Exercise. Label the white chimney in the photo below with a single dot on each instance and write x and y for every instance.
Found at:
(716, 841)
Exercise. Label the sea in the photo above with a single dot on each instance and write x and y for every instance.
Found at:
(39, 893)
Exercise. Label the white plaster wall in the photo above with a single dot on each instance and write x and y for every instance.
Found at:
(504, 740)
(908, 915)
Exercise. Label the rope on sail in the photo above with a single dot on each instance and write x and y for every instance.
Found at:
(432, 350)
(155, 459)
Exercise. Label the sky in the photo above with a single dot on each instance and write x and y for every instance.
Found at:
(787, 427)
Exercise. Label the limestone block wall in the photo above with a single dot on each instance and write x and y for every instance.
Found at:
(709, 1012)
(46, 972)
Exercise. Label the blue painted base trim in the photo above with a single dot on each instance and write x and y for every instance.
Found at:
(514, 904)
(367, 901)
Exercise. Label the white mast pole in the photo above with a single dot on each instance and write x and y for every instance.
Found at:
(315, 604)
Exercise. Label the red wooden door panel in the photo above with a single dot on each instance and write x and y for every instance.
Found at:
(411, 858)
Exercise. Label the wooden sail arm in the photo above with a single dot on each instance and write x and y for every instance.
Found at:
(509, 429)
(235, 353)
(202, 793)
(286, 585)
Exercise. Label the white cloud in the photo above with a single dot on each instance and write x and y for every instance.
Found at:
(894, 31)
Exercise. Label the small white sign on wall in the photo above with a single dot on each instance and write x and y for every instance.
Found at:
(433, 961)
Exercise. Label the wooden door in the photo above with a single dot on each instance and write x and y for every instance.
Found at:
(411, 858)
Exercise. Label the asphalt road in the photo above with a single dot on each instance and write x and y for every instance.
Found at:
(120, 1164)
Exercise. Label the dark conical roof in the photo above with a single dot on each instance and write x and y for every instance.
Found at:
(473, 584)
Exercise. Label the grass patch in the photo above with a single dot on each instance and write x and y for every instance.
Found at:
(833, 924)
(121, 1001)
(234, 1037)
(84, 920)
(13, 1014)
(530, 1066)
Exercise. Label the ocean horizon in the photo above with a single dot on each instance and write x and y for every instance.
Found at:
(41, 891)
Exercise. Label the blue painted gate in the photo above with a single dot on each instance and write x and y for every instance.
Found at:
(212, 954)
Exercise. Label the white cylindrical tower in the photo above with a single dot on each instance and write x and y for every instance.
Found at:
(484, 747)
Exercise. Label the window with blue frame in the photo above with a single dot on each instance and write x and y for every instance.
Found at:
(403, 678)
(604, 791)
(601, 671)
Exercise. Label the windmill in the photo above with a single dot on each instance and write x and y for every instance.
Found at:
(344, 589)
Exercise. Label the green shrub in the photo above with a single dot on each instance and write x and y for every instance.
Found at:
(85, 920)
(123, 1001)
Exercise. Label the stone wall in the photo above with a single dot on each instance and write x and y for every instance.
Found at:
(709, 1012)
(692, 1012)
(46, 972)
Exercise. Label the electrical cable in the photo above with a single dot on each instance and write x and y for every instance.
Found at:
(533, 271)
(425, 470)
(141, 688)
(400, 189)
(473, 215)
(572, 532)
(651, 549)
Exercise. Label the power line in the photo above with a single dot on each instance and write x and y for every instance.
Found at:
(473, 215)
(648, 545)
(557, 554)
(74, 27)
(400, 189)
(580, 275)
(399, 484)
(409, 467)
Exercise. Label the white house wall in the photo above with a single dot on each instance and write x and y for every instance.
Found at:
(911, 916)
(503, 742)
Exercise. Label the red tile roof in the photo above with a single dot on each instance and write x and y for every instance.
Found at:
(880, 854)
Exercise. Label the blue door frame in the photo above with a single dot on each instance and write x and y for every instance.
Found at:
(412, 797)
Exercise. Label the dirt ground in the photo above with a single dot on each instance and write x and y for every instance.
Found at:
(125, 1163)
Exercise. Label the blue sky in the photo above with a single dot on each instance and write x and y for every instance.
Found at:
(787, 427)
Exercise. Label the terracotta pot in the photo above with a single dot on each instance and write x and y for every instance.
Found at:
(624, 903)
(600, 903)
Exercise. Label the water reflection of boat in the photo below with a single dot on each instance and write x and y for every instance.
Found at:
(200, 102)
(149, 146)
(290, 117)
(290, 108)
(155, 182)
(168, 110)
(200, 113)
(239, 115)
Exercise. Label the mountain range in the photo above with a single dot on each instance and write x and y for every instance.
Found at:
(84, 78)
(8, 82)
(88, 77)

· · ·

* _EXERCISE DESCRIPTION_
Return every line above exactly as it stands.

* _EXERCISE OUTPUT_
Exercise. Label the white chimney in the photo below with a single dot on each instance and write x and y for every instance.
Found at:
(716, 841)
Exercise. Label the sea in the photo above with a single dot on each instance and write x and y for every instance.
Found at:
(39, 893)
Exercise. Label the white plaster wall in the photo above with a single dot on each instance and write x and y for every instance.
Found at:
(504, 740)
(908, 915)
Exercise. Label the rope on sail in the photo above with a single dot on each instance and write x and y for every instance.
Found at:
(432, 350)
(155, 459)
Exercise. Label the sky in the photo above with a single dot on each instance and write x and y for every instance.
Found at:
(787, 427)
Exercise. Label the limestone block wall in the photo above with a single dot on each instance and write x and y for every instance.
Found at:
(709, 1012)
(46, 972)
Exercise. Label the blue painted base trim in the photo above with a single dot on each instance and write x and y for every instance.
Found at:
(514, 904)
(367, 901)
Exercise. Label the white mast pole in the photo above with a single dot on each instance and write x and y for every instance.
Found at:
(315, 604)
Exercise. Label the red wooden door panel in the photo above with a single dot on each instance and write x and y for every instance.
Found at:
(411, 858)
Exercise. Label the wooden sail arm in the photo above with a single dot on each instance and write x and y for every instance.
Found at:
(509, 429)
(235, 353)
(202, 793)
(286, 585)
Exercise. Label the white cloud in the photo above with a single dot on each instance and write x and y for every instance.
Found at:
(894, 31)
Exercise. Label the small white sign on wall in the photo above with a single dot on each instance and write x and y for every instance.
Found at:
(433, 961)
Exercise. Label the wooden door in the photo above with a single dot on each instance and write x and y for every instance.
Found at:
(411, 858)
Exercise. Label the asphalt road in the photo above with a single dot on each instance and write x and y for every instance.
Found at:
(120, 1164)
Exercise. Label the dark conical roof in the photo above with a single dot on each instance and write x and y for every instance.
Found at:
(473, 584)
Exercise. Label the grass patch in the photo above with a single dot on each instance and write x and y for every instance.
Found at:
(833, 924)
(121, 1001)
(234, 1037)
(84, 920)
(13, 1014)
(530, 1066)
Exercise. Label the ocean horizon in the photo above with a single dot on each instance and write x and y for every instance.
Found at:
(41, 891)
Exercise. Label the blue painted gate in the photo above with a single dot on each instance and write x and y for every instance.
Found at:
(212, 954)
Exercise. Label the white cylindrical tower in the photo above with a single dot on each instance and write x and y for every instance.
Found at:
(484, 747)
Exercise. Label the window with blue frame in the photo above with a single dot on each instance and write x and y for every instance.
Found at:
(403, 678)
(604, 791)
(601, 671)
Exercise. Label the windmill in the photo above with a single dot on each instance and write x and y for every instance.
Found at:
(344, 589)
Exercise. Label the green shrub in the photo above with a single dot on each instance and write x and y for every instance.
Found at:
(85, 920)
(123, 1001)
Exercise. Label the stone wall in the photo above with a single dot on each instance and write x and y for every instance.
Found at:
(709, 1012)
(692, 1012)
(46, 972)
Exercise. Label the electrical cable in the photo above with a single dot on each instance and write x and y for every instance.
Found at:
(533, 271)
(425, 470)
(141, 688)
(400, 189)
(473, 215)
(572, 532)
(651, 549)
Exercise. Label the power line in the photo above with a single dot on each instance and write x and y for every instance.
Found at:
(473, 215)
(648, 545)
(557, 554)
(74, 27)
(400, 189)
(580, 275)
(399, 484)
(409, 467)
Exercise. Label the white house wall in the photo above with a single dot on each instance and write x and y for every instance.
Found at:
(911, 916)
(503, 742)
Exercise. Label the red tile roof in the photo above with a single dot on each instance and write x and y for every instance.
Found at:
(880, 854)
Exercise. Label the blue door frame in the photo above with a single dot on each instance and write x and y for every instance.
Found at:
(412, 797)
Exercise. Label the dirt ground in the photo above with a single dot on each instance and write x and y for every instance.
Found at:
(125, 1163)
Exercise. Label the blue sky in the photo above with a single dot on each instance and write x and y for every instance.
Found at:
(787, 427)
Exercise. Label the terracotta pot in the photo above with a single dot on each instance and write x and y for every instance.
Found at:
(624, 903)
(600, 903)
Exercise. Label the water reflection of boat in the photo below with a single dot on each instance and write x and y for every instance.
Found at:
(200, 102)
(149, 146)
(290, 117)
(290, 108)
(155, 182)
(168, 110)
(200, 113)
(239, 115)
Exercise. Label the mountain range in the photo above with a single dot on each instance and write x and y for every instance.
Found at:
(84, 78)
(8, 82)
(88, 77)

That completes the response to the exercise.